*Dokument*.
Protocol of the Session on October 10, 2007

Vielleicht ist es mir erlaubt, noch zwei persönliche Worte anzuführen. Wir haben heute von vielen Abschiedsreden gehört. Die meinige ist eine wirkliche Abschiedsrede. Insofern möchte ich die Gelegenheit nutzen, mich bei Ihnen für die letzten sechs Jahre zu bedanken, die ich in diesem Parlament weilen durfte, besonders bei den Damen und Herren Abgeordneten im Europaausschuss und im Wissenschaftsausschuss. Ich hoffe, dass ich die Erfahrungen, die ich hier gewonnen habe, ins Ausland, in die Wüste mitnehmen kann, wo ich hingehen werde und hoffentlich auch irgendwann wieder zurückkomme und dann die Erfahrungen wieder hier einbringen kann. - Herzlichen Dank.

(Anhaltender Beifall bei allen Fraktionen)

Herr Frank hat jetzt das Wort.

*Datenblock*.
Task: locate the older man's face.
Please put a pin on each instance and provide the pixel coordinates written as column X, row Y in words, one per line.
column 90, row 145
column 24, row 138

*Schriftliche Aufgabe 1*.
Beantworte diese Fragen zum Sitzungsprotokoll:
(a) Für wie viele Jahre im Parlament wird in der Abschiedsrede gedankt?
(b) Welchen zwei Ausschüssen gilt der besondere Dank?
(c) Wer bekommt nach dem Beifall das Wort?
*Schriftliche Aufgabe 2*.
Schreib aus dem Sitzungsprotokoll den Abschnitt zwischen „Vielleicht ist es“ und „- Herzlichen Dank.“ wortgetreu ab, beide Stellen eingeschlossen.

*Schriftliche Antwort 1*.
(a) Für sechs Jahre.
(b) Dem Europaausschuss und dem Wissenschaftsausschuss.
(c) Herr Frank.

*Schriftliche Antwort 2*.
Vielleicht ist es mir erlaubt, noch zwei persönliche Worte anzuführen. Wir haben heute von vielen Abschiedsreden gehört. Die meinige ist eine wirkliche Abschiedsrede. Insofern möchte ich die Gelegenheit nutzen, mich bei Ihnen für die letzten sechs Jahre zu bedanken, die ich in diesem Parlament weilen durfte, besonders bei den Damen und Herren Abgeordneten im Europaausschuss und im Wissenschaftsausschuss. Ich hoffe, dass ich die Erfahrungen, die ich hier gewonnen habe, ins Ausland, in die Wüste mitnehmen kann, wo ich hingehen werde und hoffentlich auch irgendwann wieder zurückkomme und dann die Erfahrungen wieder hier einbringen kann. - Herzlichen Dank.